── Record excerpts

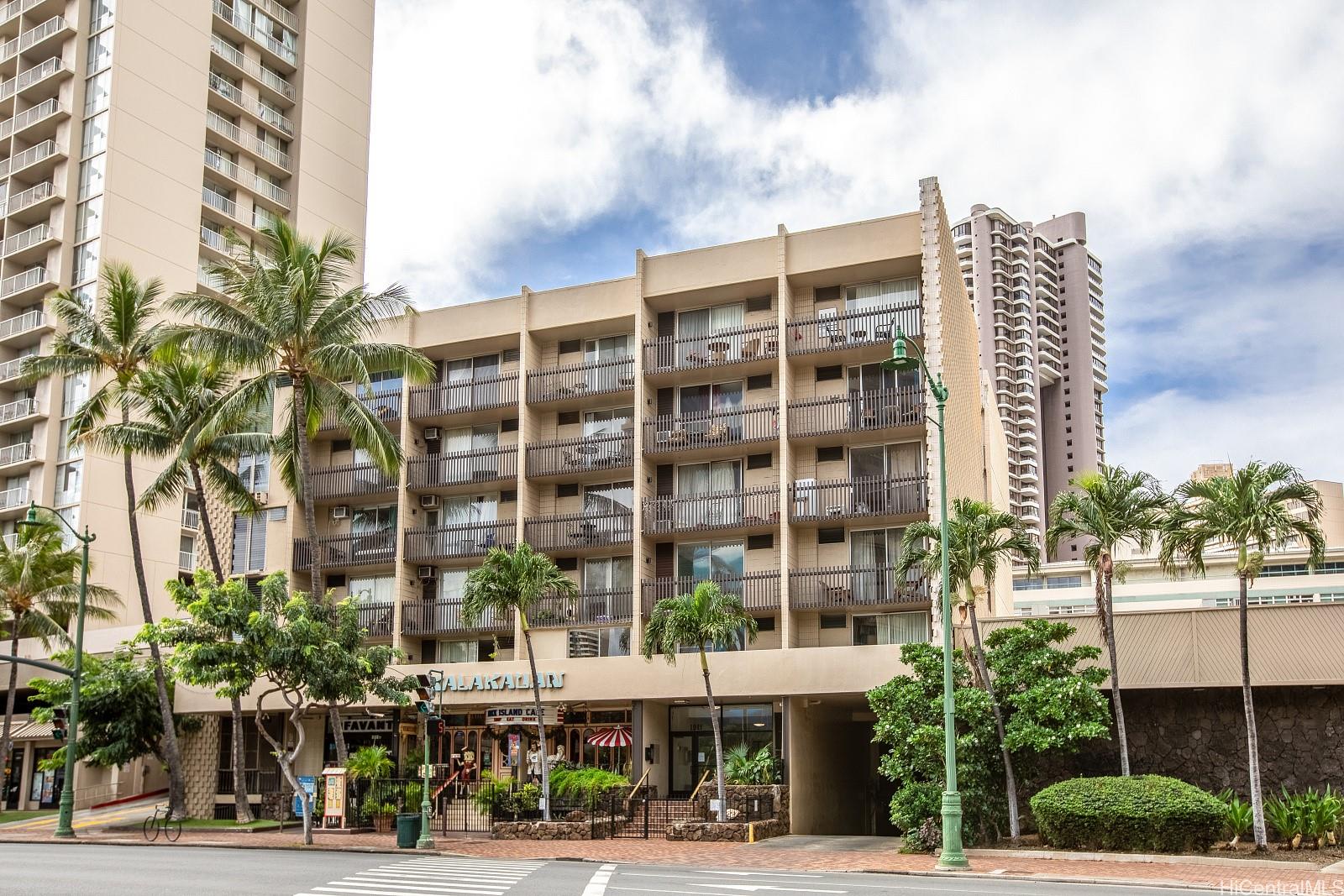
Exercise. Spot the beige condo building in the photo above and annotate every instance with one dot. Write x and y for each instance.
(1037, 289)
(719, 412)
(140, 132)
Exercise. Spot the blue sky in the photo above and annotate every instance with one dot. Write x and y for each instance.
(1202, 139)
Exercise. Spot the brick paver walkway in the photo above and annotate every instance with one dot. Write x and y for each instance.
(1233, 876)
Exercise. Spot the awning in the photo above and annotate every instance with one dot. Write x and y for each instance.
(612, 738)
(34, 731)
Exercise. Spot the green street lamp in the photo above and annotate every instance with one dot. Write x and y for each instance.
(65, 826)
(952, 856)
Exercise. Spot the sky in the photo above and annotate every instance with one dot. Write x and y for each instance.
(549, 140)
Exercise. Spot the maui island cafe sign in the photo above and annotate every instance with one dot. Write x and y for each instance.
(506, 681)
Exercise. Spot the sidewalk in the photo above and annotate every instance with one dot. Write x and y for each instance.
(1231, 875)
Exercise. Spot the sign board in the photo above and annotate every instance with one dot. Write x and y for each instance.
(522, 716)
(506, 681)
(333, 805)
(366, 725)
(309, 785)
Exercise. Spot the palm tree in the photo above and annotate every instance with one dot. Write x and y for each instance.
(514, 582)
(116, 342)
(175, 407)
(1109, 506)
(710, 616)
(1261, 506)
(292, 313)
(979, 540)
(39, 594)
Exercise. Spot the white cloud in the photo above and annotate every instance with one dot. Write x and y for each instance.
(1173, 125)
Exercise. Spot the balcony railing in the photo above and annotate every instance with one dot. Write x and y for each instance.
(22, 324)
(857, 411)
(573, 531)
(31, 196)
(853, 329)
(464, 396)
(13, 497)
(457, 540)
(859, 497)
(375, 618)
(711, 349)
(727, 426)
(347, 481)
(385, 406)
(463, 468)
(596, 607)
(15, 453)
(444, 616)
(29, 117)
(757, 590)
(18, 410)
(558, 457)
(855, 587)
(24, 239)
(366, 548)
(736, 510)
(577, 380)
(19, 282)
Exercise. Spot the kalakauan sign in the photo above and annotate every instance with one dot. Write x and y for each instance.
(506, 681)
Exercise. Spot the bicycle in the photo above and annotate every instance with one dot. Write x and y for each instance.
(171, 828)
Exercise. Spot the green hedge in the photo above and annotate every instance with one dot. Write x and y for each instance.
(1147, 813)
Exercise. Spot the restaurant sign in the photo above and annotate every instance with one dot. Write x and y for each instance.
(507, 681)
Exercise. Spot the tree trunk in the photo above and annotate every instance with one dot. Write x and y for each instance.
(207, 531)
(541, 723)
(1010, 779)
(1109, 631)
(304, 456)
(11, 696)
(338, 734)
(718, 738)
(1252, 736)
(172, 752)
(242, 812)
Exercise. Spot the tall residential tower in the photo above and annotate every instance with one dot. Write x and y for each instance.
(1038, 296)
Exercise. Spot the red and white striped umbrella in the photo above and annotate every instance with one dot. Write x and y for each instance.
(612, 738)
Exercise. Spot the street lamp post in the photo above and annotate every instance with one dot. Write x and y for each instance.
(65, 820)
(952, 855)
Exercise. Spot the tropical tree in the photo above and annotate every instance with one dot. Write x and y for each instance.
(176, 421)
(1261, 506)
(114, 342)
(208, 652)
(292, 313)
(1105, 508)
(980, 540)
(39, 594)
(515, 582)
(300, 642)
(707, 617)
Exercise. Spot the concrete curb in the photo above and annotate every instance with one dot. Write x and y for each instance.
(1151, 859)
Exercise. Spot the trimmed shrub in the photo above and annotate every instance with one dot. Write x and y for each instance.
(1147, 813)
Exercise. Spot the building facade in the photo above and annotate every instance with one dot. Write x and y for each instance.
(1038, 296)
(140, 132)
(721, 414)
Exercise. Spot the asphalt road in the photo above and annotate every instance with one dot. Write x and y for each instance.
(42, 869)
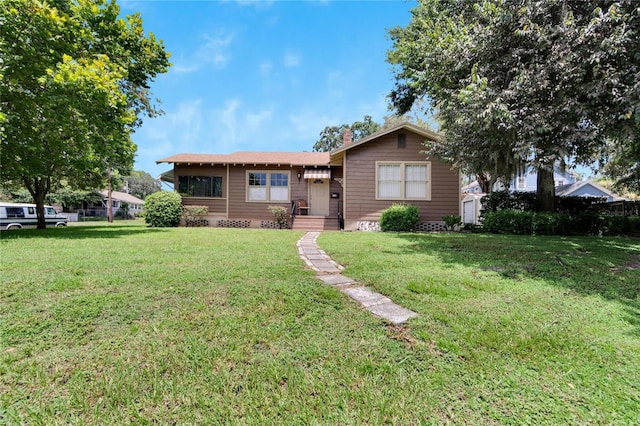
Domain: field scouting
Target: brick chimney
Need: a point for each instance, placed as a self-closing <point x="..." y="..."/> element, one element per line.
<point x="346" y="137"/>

────

* **Requirement**: Starting at the line that contains "Exercise. Spot the trimmed" and continuing through the end of the data, write those lines out again with "photo" swapped for "image" and nothing else altered. Omit the pictures.

* **Finished task**:
Exercise. Spot the trimmed shrub in the image above and annotate every instance with one dot. Write x and y for each instance.
(1147, 813)
Exercise. Spot the building facade in the image above and annotate every instance with one dot. Write x and y for each instance.
(1038, 296)
(140, 132)
(721, 414)
Exercise. Spot the asphalt road in the image above and annotate every instance with one dot. Write x and y for each instance.
(42, 869)
Domain: field scouting
Target: brick chimney
Need: a point for each instance, placed as a self-closing <point x="..." y="..."/> element, one element per line.
<point x="346" y="137"/>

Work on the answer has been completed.